-- GOAL OF THE EXERCISE --
Transcribe each line of the material exactly as it stands.

----------

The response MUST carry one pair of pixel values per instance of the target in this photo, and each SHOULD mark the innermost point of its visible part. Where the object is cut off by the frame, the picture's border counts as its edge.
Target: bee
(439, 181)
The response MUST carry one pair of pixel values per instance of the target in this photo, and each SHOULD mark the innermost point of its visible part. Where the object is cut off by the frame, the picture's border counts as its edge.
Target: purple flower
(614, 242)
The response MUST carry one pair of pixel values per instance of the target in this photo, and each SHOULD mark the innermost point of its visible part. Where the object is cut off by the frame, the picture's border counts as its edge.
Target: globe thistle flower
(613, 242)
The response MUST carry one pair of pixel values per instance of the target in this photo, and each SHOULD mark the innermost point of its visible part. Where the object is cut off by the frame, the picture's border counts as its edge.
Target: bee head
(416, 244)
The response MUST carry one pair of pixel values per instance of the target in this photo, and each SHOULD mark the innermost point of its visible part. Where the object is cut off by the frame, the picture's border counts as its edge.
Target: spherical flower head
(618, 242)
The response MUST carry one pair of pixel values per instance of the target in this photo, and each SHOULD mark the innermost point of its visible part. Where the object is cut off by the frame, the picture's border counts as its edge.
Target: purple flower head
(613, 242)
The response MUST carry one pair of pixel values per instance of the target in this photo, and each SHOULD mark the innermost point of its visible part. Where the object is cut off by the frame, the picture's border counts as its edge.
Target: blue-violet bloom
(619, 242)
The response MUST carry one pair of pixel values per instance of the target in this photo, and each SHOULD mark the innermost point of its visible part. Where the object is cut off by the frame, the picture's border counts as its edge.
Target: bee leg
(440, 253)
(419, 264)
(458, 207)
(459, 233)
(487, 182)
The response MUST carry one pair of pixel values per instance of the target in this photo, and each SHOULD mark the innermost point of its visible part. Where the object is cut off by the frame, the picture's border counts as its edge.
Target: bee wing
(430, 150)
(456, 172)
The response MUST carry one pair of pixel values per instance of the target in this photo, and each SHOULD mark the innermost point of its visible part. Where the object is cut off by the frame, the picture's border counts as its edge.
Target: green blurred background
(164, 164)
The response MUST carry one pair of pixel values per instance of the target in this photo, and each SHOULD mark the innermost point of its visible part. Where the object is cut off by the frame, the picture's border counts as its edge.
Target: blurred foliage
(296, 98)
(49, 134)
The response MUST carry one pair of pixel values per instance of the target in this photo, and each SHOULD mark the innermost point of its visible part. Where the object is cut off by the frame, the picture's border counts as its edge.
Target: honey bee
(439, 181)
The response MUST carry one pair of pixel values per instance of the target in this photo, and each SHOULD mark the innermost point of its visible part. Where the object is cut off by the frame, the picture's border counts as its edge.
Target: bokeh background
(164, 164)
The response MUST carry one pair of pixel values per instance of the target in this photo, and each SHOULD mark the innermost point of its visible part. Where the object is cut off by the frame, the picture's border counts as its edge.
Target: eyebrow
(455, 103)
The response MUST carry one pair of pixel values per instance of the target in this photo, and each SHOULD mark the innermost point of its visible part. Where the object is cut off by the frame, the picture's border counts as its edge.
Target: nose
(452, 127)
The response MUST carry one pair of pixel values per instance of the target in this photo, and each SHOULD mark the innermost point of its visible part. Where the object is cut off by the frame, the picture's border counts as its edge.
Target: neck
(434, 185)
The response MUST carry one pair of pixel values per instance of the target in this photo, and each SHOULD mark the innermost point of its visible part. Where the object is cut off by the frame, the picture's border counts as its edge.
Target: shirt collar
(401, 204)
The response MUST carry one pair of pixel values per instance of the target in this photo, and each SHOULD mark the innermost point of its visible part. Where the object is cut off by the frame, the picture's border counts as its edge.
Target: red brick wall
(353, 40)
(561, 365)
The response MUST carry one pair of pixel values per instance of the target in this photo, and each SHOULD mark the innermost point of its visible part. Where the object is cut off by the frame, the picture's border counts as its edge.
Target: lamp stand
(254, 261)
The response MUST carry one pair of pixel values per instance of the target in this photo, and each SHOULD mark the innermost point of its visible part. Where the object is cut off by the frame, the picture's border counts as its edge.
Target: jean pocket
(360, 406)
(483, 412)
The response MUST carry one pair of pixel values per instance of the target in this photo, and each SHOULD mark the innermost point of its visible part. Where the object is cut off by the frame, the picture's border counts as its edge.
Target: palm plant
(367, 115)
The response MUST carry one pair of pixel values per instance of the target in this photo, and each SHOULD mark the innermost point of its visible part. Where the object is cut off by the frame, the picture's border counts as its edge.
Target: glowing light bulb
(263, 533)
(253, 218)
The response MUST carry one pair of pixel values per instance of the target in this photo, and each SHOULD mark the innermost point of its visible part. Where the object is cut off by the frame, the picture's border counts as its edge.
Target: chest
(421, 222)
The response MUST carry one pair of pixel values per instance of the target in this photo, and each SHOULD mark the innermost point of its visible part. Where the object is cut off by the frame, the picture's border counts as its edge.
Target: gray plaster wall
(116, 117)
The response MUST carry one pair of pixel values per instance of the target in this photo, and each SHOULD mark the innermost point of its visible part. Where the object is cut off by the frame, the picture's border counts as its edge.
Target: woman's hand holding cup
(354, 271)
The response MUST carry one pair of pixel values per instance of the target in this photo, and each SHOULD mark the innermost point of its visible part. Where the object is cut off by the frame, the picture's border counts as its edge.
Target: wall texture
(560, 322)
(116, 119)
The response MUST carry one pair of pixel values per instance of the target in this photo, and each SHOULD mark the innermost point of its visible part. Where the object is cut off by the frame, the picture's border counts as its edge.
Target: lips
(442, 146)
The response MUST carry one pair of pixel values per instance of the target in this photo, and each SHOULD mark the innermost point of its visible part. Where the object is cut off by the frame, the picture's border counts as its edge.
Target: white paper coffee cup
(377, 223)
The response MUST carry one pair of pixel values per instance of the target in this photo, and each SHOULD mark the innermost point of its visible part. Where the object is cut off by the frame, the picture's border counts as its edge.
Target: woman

----------

-- RESPONSE FOR THIS EXERCISE --
The response MUST carry one pair of pixel values per instance of the target in this photo, and each SHOULD mark the innermost point of its visible part. Where the object is cut off by the frame, the picture's border counts as its edge.
Target: bee
(439, 181)
The response MUST carry one pair of pixel values per instance of the target in this photo, and each SHOULD mark the innermost point of its visible part. Where the object is cut off by the frame, the picture's border counts as its edge.
Target: purple flower
(614, 242)
The response MUST carry one pair of pixel values per instance of the target in this photo, and each SHOULD mark the innermost point of its visible part. Where the object is cut off by the frame, the picture's border counts as its edge.
Target: globe thistle flower
(613, 242)
The response MUST carry one pair of pixel values per instance of the target in this photo, and each SHOULD mark the innermost point of its visible part. Where the object is cut off by the frame, the picture's border counts as its edge.
Target: bee head
(416, 244)
The response MUST carry one pair of pixel values per instance of the target in this photo, and each SHOULD mark the innermost point of its visible part. Where the object is cut off by the frame, the picture's border counts as its edge.
Target: spherical flower head
(618, 242)
The response MUST carry one pair of pixel values per instance of the target in this photo, and each SHOULD mark the innermost point of its visible part. Where the object is cut off by the frame, the picture's border counts as its edge.
Target: purple flower head
(613, 242)
The response MUST carry one pair of pixel values per instance of the target in this photo, and each SHOULD mark the innermost point of its visible part. Where the object is cut off by the frame, the picture's border counts as its edge.
Target: blue-violet bloom
(619, 242)
The response MUST carry one pair of pixel values per instance of the target in this photo, and each SHOULD mark the innermost point of its visible part. Where the object is cut off by the frame, the picture's border counts as its edge.
Target: bee leg
(440, 253)
(419, 264)
(458, 207)
(459, 233)
(487, 182)
The response MUST carry one pair of pixel values per instance of the target in this photo, and each SHOULD mark the innermost point of its visible part. Where the object is cut off by the frame, the picture's border counts as its edge.
Target: bee wing
(430, 150)
(456, 172)
The response MUST carry one pair of pixel values per instance of the target in this photo, and each SHOULD mark the innermost point of its visible part. Where the object is cut off by the frame, the picture's border counts as its edge.
Target: green blurred background
(164, 164)
The response MUST carry one pair of pixel values per instance of the target in this photo, and each SHOULD mark the innermost point of its visible part. Where the object is cut off by the frame, the picture's border counts as its edge.
Target: blurred foliage
(296, 98)
(49, 134)
The response MUST carry one pair of pixel values per instance of the target in this photo, and each SHOULD mark the innermost point of its visible part. Where the object is cut off by the frame, the picture's border counts as its edge.
Target: honey bee
(439, 181)
The response MUST carry one pair of pixel values per instance of the target in this photo, and each SHOULD mark the innermost point of its visible part. Where the object is cut off by the frame, the picture's border counts as its edge.
Target: bokeh background
(164, 164)
The response MUST carry one pair of pixel values per instance of the target in this photo, and each SHOULD mark the innermost point of its visible part. Where the object is cut off by the frame, the picture's border counts as its edge.
Target: eyebrow
(455, 103)
The response MUST carry one pair of pixel values per instance of the target in this photo, and each SHOULD mark the innermost point of its visible part. Where the object is cut off by the frame, the picture's border counts as its edge.
Target: nose
(452, 127)
The response MUST carry one pair of pixel values per instance of the target in this photo, and each SHOULD mark the innermost point of its visible part. Where the object is cut off by the frame, the picture's border counts as its edge.
Target: neck
(434, 185)
The response MUST carry one pair of pixel values per instance of the target in this photo, and each SHOULD mark the innermost point of its visible part. Where the object is cut off by the frame, the picture's border counts as its edge.
Target: shirt collar
(401, 204)
The response MUST carry one pair of pixel values per instance of the target in this photo, and each SHOULD mark the innermost point of its visible part. Where the object is cut off by the frame, the picture's border counts as its edge.
Target: red brick wall
(353, 40)
(561, 365)
The response MUST carry one pair of pixel values per instance of the target in this photo, and each SHOULD mark the innermost point of its visible part. Where the object is cut off by the frame, the picture's border counts as its edge.
Target: lamp stand
(254, 261)
The response MUST carry one pair of pixel values per instance of the target in this photo, and each SHOULD mark the innermost point of its visible part. Where the object is cut off by the frame, the picture's border counts as its edge.
Target: jean pocket
(360, 406)
(483, 412)
The response MUST carry one pair of pixel values per instance of the target in this photo, and each SHOULD mark the innermost point of its visible part. Where the object is cut off by the frame, the picture's border counts as its edge.
Target: palm plant
(367, 115)
The response MUST carry one pair of pixel values per instance of the target in this photo, and each SHOULD mark the innermost point of its visible part. Where the object is cut off by the frame, the picture's border counts as its edge.
Target: glowing light bulb
(263, 533)
(253, 218)
The response MUST carry one pair of pixel values per instance of the target in this photo, and each SHOULD mark the innermost point of its visible part. Where the object is cut off by the frame, the picture's border counts as its edge.
Target: chest
(421, 222)
The response MUST carry one pair of pixel values per instance of the target in this photo, and each SHOULD mark the innermost point of its visible part. Where the object is cut off by the frame, the picture's border counts as its edge.
Target: gray plaster wall
(116, 117)
The response MUST carry one pair of pixel values per instance of the target in this photo, and each SHOULD mark the innermost point of its visible part. Where the object is cut off by the frame, the picture's border counts as its edge.
Target: woman's hand holding cup
(354, 271)
The response MUST carry one pair of pixel values per instance of the target in this photo, and each SHOULD mark the innermost point of its visible part. Where the object is cut off by the frame, the picture's border counts as its edge.
Target: wall texture
(560, 322)
(116, 119)
The response MUST carry one pair of pixel values per instance of the target in this photo, and each SHOULD mark the innermost point of its visible part. Where the object is cut off by the frame, the picture's border counts as its edge.
Target: lips
(442, 146)
The response MUST carry one pair of pixel values per instance of the target in this photo, and each SHOULD mark the innermost point of its visible part. Where the object is cut off by the frame, the picture's border counts as its edge.
Target: white paper coffee cup
(377, 223)
The response MUST carry one pair of pixel values per instance of the target in this photo, and each SHOULD mark the innermost point of its visible part. Where the object is cut off by the frame, the picture's border counts as its edge.
Target: woman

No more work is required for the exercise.